● What is expected: Copy out only the lines running from the one that contains "Could you please indicate the utility" through the end of the listing. Pictures stay out.

[BEGIN Data for this task]

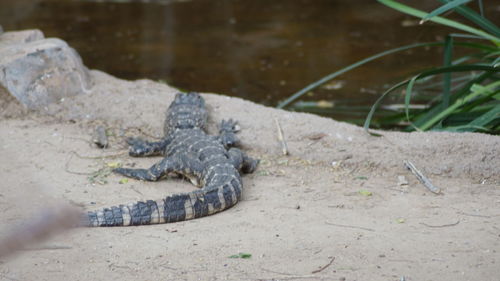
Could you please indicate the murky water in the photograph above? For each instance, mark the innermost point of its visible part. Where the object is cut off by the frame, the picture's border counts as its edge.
(256, 49)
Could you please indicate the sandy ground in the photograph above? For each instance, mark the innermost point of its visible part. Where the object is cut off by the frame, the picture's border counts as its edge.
(335, 198)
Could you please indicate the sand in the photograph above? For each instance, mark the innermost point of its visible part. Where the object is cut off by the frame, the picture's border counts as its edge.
(333, 209)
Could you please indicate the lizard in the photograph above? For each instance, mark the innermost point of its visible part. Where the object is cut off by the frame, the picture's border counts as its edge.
(213, 163)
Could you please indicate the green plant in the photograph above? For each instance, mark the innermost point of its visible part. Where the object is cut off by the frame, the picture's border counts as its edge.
(467, 102)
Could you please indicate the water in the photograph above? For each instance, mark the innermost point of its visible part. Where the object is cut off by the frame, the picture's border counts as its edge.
(259, 50)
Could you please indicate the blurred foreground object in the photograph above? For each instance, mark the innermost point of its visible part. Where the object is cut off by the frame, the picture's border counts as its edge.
(49, 223)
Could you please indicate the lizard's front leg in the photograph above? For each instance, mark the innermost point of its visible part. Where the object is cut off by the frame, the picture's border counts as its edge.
(227, 133)
(139, 147)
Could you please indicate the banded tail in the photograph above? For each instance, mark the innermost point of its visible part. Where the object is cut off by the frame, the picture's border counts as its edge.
(174, 208)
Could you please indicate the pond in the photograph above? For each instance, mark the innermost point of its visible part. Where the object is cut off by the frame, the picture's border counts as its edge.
(259, 50)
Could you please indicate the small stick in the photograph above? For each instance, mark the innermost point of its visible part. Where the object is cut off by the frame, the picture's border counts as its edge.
(281, 137)
(350, 226)
(323, 267)
(48, 247)
(443, 225)
(424, 180)
(100, 138)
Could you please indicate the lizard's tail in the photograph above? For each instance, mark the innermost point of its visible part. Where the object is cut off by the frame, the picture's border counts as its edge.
(178, 207)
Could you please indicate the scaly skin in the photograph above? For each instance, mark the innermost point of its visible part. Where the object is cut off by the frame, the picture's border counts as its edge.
(210, 162)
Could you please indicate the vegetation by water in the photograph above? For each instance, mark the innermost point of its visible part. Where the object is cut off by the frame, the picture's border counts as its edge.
(462, 94)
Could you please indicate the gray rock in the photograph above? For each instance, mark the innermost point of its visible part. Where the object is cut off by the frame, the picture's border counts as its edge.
(38, 71)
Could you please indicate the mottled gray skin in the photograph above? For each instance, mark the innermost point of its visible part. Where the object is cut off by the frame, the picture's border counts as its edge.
(211, 162)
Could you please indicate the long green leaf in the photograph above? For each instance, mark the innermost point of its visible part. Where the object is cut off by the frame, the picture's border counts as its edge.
(427, 115)
(417, 13)
(457, 104)
(368, 120)
(448, 54)
(455, 68)
(486, 118)
(443, 9)
(335, 74)
(476, 18)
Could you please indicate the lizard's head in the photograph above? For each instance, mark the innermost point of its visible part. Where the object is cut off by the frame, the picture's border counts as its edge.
(187, 111)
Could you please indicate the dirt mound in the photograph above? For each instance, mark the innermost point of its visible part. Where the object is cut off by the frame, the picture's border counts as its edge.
(335, 197)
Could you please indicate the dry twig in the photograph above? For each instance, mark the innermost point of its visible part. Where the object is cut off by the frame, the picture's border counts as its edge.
(281, 138)
(323, 267)
(442, 225)
(350, 226)
(424, 180)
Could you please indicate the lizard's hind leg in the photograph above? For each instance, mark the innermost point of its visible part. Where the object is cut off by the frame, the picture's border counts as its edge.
(241, 161)
(156, 172)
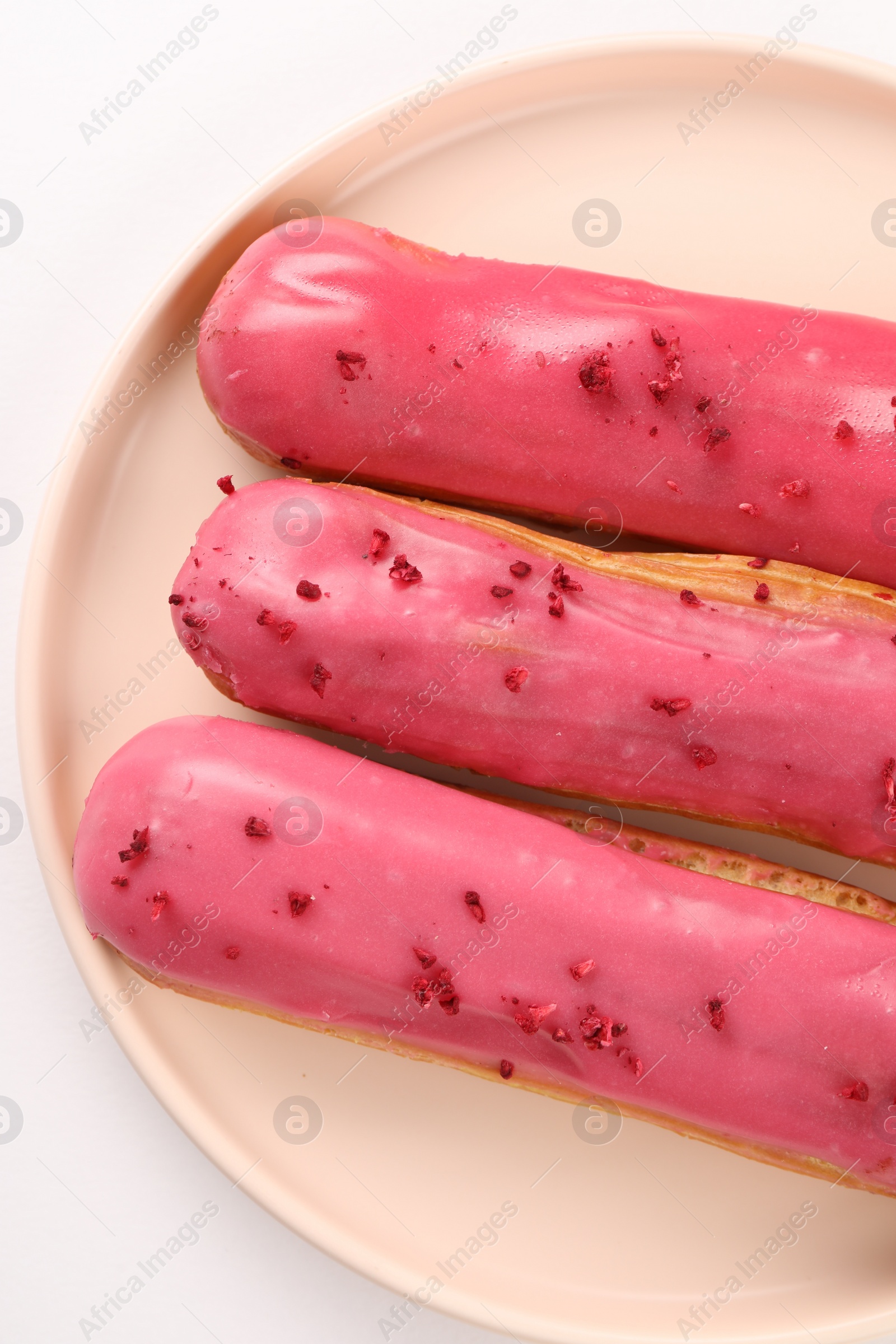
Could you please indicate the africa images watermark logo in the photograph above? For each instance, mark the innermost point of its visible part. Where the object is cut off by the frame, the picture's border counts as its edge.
(712, 105)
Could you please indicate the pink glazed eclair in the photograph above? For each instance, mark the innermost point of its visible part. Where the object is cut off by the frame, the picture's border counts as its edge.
(268, 871)
(726, 424)
(685, 683)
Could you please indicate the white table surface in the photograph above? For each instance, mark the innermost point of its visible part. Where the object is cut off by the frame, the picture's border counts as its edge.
(100, 1177)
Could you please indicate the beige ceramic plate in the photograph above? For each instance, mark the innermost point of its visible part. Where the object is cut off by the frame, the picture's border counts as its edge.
(773, 198)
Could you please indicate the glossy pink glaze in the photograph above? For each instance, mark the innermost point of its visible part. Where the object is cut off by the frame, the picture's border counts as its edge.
(469, 388)
(421, 667)
(808, 992)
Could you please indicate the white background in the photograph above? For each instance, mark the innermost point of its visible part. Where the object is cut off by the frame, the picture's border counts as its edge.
(100, 1177)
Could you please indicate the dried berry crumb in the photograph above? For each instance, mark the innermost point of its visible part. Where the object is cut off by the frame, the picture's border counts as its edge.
(319, 679)
(716, 436)
(258, 828)
(516, 678)
(346, 360)
(379, 541)
(405, 572)
(888, 784)
(597, 1030)
(474, 904)
(675, 706)
(595, 373)
(139, 844)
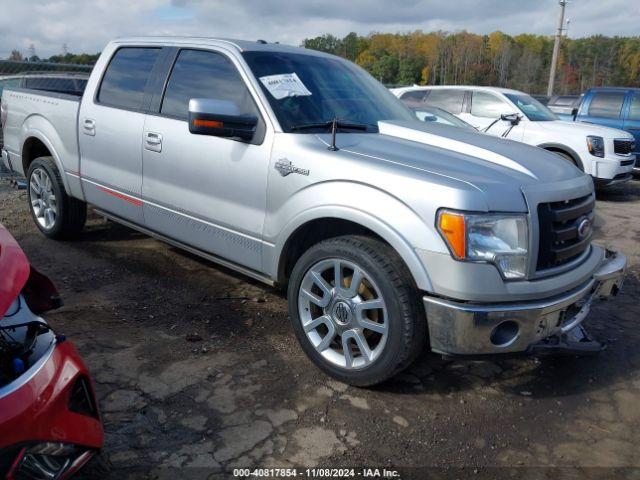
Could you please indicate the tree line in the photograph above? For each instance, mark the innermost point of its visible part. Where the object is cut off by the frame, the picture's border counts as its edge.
(70, 58)
(521, 62)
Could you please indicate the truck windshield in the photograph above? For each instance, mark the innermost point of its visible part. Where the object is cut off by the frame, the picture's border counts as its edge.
(533, 109)
(306, 90)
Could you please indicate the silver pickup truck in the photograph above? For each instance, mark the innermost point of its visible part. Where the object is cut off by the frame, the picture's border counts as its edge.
(299, 169)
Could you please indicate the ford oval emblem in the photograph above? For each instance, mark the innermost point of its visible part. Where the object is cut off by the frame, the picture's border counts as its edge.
(584, 228)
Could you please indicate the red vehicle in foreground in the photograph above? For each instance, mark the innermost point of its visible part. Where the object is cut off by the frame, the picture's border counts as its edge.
(49, 420)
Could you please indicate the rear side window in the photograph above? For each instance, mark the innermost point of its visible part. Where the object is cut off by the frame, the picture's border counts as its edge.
(53, 84)
(202, 74)
(634, 111)
(413, 96)
(606, 104)
(10, 82)
(447, 99)
(126, 77)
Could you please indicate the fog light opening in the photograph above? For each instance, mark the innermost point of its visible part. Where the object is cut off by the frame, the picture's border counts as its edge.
(505, 333)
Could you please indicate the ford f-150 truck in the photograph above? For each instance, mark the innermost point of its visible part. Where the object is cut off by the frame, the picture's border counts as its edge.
(299, 169)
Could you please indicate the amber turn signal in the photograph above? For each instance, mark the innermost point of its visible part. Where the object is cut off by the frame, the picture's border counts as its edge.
(452, 228)
(207, 123)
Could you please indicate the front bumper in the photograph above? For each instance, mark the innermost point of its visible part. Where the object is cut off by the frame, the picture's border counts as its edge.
(459, 328)
(612, 170)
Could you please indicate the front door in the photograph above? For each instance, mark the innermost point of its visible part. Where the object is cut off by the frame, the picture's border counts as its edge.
(110, 134)
(204, 191)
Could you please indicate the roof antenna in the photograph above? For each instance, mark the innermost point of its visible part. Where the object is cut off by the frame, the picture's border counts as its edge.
(334, 128)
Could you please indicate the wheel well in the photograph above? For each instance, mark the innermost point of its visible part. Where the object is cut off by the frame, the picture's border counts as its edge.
(561, 150)
(32, 149)
(314, 232)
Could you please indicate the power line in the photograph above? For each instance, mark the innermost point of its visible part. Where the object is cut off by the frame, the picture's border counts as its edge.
(556, 49)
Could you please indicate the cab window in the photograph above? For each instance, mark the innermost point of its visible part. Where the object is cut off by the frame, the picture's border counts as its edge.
(125, 79)
(606, 104)
(487, 105)
(448, 99)
(204, 74)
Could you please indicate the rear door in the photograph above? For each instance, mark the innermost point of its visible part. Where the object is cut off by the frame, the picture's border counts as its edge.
(110, 133)
(604, 107)
(204, 191)
(632, 120)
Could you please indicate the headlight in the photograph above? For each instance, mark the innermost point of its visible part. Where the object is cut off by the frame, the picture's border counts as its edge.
(501, 239)
(595, 146)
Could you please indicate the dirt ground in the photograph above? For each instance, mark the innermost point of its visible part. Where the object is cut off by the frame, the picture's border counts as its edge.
(197, 372)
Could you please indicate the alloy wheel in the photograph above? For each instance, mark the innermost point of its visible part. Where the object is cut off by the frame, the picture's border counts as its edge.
(43, 200)
(343, 313)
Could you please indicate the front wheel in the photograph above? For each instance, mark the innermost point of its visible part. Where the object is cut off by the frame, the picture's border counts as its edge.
(355, 310)
(55, 213)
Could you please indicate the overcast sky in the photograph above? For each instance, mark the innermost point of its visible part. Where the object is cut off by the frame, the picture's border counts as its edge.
(86, 26)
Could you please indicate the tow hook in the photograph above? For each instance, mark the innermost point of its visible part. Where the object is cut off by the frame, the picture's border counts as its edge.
(574, 342)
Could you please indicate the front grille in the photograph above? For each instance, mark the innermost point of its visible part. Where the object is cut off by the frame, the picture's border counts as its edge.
(560, 241)
(623, 146)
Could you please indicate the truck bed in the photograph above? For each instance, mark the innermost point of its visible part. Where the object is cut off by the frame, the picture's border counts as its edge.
(48, 116)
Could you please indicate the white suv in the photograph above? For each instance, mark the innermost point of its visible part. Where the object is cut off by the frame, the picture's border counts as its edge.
(518, 116)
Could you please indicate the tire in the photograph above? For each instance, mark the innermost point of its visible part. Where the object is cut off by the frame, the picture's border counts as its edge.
(391, 327)
(568, 158)
(56, 214)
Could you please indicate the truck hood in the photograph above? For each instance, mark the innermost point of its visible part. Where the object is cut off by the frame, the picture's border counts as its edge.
(575, 128)
(501, 169)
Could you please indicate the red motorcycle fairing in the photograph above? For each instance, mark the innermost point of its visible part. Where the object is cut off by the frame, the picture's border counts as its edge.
(14, 270)
(40, 409)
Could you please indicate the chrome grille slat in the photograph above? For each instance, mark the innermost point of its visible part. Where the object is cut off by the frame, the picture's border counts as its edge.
(560, 241)
(622, 146)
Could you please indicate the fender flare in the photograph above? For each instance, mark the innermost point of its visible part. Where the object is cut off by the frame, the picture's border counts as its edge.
(34, 132)
(393, 221)
(569, 151)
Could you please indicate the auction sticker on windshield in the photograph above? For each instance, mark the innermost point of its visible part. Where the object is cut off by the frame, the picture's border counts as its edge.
(285, 85)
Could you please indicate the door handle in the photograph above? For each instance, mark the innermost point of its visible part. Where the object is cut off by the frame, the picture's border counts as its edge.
(153, 141)
(89, 126)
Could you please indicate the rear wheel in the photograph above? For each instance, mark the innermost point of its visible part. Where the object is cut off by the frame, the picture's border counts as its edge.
(55, 213)
(355, 310)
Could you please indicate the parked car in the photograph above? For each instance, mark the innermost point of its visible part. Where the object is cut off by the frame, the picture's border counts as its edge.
(299, 169)
(49, 421)
(67, 83)
(563, 104)
(427, 113)
(511, 114)
(543, 99)
(612, 107)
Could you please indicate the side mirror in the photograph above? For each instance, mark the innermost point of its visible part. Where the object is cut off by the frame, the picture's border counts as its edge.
(513, 118)
(220, 118)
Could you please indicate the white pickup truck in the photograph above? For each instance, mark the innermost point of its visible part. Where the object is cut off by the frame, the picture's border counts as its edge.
(299, 169)
(607, 154)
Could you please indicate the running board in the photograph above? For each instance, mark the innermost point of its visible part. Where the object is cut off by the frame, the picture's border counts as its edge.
(207, 256)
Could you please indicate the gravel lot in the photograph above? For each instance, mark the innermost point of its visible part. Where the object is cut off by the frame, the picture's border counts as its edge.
(197, 371)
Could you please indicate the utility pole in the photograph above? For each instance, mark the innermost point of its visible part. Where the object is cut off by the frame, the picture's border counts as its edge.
(556, 49)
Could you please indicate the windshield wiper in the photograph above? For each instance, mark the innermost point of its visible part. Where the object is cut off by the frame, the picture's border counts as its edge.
(335, 124)
(341, 125)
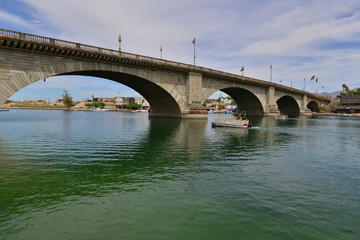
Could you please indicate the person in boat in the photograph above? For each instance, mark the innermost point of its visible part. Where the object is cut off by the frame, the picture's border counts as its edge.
(241, 116)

[END Data for this task]

● Full response:
Could you please indicate the utility pole in the photograph above? For each instance, mark the innermost point of its visible part. Where the object is cut off by the frame, the picture's border counts as its edge.
(556, 49)
Could you please indicate the windshield wiper in the photograph above? For each instance, mark the innermost point of its visible part. Where the object is cut off by the frame, the picture's border counts as its edge.
(335, 124)
(341, 125)
Could you please indicate the person in boat in the photograph above? For each instance, mark the innermost point of its visible part. Where the object is cut off by the frame, the picture's border counts as its edge.
(241, 116)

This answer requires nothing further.